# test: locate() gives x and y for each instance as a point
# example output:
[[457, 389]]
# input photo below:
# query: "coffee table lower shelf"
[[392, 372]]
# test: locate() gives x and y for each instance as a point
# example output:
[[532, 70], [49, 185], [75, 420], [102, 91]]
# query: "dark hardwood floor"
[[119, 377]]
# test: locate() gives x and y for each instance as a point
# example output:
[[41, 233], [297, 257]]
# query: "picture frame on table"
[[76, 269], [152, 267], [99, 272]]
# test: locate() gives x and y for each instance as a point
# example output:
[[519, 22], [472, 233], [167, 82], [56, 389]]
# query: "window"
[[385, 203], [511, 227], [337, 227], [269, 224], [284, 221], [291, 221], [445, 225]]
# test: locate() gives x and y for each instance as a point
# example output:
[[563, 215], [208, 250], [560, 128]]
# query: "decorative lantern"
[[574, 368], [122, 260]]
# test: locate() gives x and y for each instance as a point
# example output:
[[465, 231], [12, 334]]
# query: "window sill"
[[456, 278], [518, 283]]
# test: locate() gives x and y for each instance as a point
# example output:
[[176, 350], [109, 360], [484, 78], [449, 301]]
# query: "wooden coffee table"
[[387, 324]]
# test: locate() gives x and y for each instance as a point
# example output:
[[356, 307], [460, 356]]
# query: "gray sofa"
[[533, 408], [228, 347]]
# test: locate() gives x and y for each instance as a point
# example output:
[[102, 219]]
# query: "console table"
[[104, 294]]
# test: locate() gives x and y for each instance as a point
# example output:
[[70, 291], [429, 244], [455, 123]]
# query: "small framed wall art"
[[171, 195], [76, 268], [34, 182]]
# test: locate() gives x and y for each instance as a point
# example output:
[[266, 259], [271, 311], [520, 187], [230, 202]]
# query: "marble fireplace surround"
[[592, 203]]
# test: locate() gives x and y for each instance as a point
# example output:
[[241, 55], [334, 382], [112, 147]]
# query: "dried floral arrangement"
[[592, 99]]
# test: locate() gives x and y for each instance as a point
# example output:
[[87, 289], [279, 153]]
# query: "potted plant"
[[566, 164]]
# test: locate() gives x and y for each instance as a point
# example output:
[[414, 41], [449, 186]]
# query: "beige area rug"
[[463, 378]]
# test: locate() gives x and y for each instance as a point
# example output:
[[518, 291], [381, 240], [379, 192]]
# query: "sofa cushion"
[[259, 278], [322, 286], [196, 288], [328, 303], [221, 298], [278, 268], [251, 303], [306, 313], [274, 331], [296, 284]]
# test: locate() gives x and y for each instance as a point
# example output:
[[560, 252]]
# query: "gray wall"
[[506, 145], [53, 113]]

| The request |
Please write out all the records again, swapping "window sill" for "windowsill" and leaving everything else unchanged.

| The completed task |
# test: locate() gives x and y for each instance as a point
# example output:
[[457, 389]]
# input photo below:
# query: "coffee table lower shelf"
[[392, 372]]
# test: locate() gives x and y for each instance as a point
# example output:
[[532, 70], [49, 185], [75, 420], [102, 91]]
# query: "dark hardwood floor"
[[119, 377]]
# test: locate() gives x and y for each instance as a point
# example output:
[[41, 233], [297, 257]]
# query: "picture frame on table"
[[76, 269], [152, 267], [99, 272]]
# test: locate() gives x and y for each instance as a point
# example output:
[[519, 22], [472, 233], [167, 82], [56, 389]]
# query: "window"
[[385, 203], [511, 227], [337, 227], [269, 224], [284, 221], [291, 221], [445, 225]]
# test: locate() gives x and y for each instance as a point
# example output:
[[563, 215], [208, 250], [560, 128]]
# query: "decorative lantern"
[[574, 368], [122, 260]]
# test: locate() gives x and y for each instance as a point
# example output:
[[465, 231], [12, 334]]
# query: "windowsill"
[[456, 278], [518, 283]]
# test: locate() gives x and y for each instance as a point
# example output:
[[176, 350], [109, 360], [484, 78], [449, 301]]
# query: "wooden coffee table"
[[387, 324]]
# test: locate() gives x and y for each instance as a point
# example output:
[[356, 307], [460, 356]]
# query: "gray sofa"
[[533, 408], [228, 347]]
# test: locate() gives x and y for each instance as a point
# example output:
[[102, 219]]
# query: "console table"
[[104, 294]]
# test: locate() gives x and y for each instance as a point
# example output:
[[70, 291], [429, 244], [455, 123]]
# query: "small framed wall art"
[[171, 195], [76, 268], [34, 182]]
# test: locate() gives x and y for each instance as a point
# example output:
[[266, 259], [271, 311], [520, 187], [230, 202]]
# query: "marble fireplace surround"
[[592, 203]]
# test: locate() gives x and y for each instance as a point
# example output:
[[241, 55], [334, 382], [112, 147]]
# query: "dried floral arrangement"
[[592, 99]]
# test: locate() gives x and y for each instance as a point
# example output:
[[87, 289], [279, 153]]
# query: "potted plant"
[[566, 164]]
# test: locate() gives x and y for each instance as a point
# example output:
[[414, 41], [449, 186]]
# query: "beige area rug"
[[463, 378]]
# test: locate() gives x and y for each instance as a point
# example output:
[[518, 291], [381, 240], [379, 192]]
# query: "sofa cushion"
[[259, 278], [322, 286], [196, 288], [328, 303], [221, 298], [278, 268], [251, 303], [306, 313], [274, 331], [296, 284]]
# test: locate() gives x and y for each instance as a point
# example output:
[[560, 252]]
# query: "gray wall"
[[506, 145], [53, 113]]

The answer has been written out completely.